• What is needed:
Extract every line of the items below and reproduce each one verbatim, keeping the original order.

• • • •

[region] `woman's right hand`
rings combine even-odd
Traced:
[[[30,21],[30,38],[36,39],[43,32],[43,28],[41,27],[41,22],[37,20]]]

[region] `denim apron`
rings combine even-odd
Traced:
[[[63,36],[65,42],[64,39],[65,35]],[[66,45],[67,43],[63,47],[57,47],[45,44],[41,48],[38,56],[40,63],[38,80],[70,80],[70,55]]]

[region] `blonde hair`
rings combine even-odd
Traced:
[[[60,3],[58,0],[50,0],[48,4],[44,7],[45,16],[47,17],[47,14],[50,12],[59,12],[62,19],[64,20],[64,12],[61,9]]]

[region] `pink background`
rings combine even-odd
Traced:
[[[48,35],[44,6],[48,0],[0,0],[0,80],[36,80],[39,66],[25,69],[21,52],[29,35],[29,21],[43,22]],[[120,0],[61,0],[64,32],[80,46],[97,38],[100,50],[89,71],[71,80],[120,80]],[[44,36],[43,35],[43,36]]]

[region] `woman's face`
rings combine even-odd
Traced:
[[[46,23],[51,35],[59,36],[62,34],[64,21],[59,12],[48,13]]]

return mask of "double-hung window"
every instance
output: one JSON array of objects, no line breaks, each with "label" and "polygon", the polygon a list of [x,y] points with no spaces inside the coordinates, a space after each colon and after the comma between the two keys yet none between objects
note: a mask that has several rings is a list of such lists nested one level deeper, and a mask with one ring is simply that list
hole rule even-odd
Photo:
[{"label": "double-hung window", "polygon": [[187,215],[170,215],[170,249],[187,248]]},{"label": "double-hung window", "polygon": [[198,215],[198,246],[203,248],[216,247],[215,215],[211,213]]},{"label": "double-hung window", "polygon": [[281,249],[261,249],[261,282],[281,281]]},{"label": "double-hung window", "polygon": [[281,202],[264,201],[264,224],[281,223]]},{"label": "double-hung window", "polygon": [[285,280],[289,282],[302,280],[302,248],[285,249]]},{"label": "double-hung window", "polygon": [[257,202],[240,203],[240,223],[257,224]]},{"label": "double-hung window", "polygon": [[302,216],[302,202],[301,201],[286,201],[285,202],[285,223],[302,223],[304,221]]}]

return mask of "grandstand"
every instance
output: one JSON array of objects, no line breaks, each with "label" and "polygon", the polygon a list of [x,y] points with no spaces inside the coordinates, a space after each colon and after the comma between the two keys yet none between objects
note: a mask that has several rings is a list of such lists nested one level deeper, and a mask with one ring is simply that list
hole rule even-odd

• • • •

• Result of the task:
[region] `woman's right hand`
rings combine even-odd
Traced:
[[[30,21],[30,38],[36,39],[43,32],[43,28],[41,27],[41,22],[37,20]]]

[region] `denim apron`
rings combine even-odd
Traced:
[[[63,36],[65,42],[64,39],[65,35]],[[66,45],[67,43],[63,47],[57,47],[45,44],[41,48],[38,56],[40,63],[38,80],[70,80],[70,55]]]

[region] `blonde hair`
rings combine even-odd
Traced:
[[[60,3],[58,0],[50,0],[48,4],[44,7],[45,16],[47,17],[47,14],[50,12],[59,12],[62,19],[64,20],[64,12],[61,9]]]

[region] `pink background`
rings combine even-odd
Traced:
[[[48,35],[44,6],[48,0],[0,0],[0,80],[36,80],[39,66],[25,69],[21,52],[29,35],[29,21],[43,22]],[[120,0],[61,0],[64,32],[80,46],[97,38],[100,50],[89,71],[71,80],[120,80]],[[44,36],[43,35],[43,36]]]

[region] `woman's face`
rings combine even-odd
Traced:
[[[46,23],[51,35],[59,36],[62,34],[64,21],[59,12],[48,13]]]

return mask of "double-hung window"
every instance
output: one JSON array of objects, no line breaks, each with "label" and "polygon", the polygon a list of [x,y] points with no spaces inside the coordinates, a space after each colon and after the comma between the two keys yet none between objects
note: a mask that has several rings is a list of such lists nested one level deeper, and a mask with one ring is simply that list
hole rule even-odd
Photo:
[{"label": "double-hung window", "polygon": [[187,215],[170,215],[170,249],[187,248]]},{"label": "double-hung window", "polygon": [[198,215],[198,246],[203,248],[216,247],[215,215],[211,213]]},{"label": "double-hung window", "polygon": [[281,249],[261,249],[261,282],[281,281]]},{"label": "double-hung window", "polygon": [[281,202],[264,201],[264,224],[281,223]]},{"label": "double-hung window", "polygon": [[285,280],[289,282],[302,280],[302,248],[285,249]]},{"label": "double-hung window", "polygon": [[257,202],[240,203],[240,223],[257,224]]},{"label": "double-hung window", "polygon": [[302,216],[302,202],[301,201],[286,201],[285,202],[285,223],[302,223],[304,221]]}]

return mask of "grandstand"
every instance
output: one JSON array of objects, no line breaks, each with "label" and "polygon", the polygon a list of [x,y] points with no spaces inside the coordinates, a space after each colon and after the comma between the two keys yet none between objects
note: a mask that has several rings is a list of such lists nested one level deeper, and a mask with one ring is simply that list
hole rule even-odd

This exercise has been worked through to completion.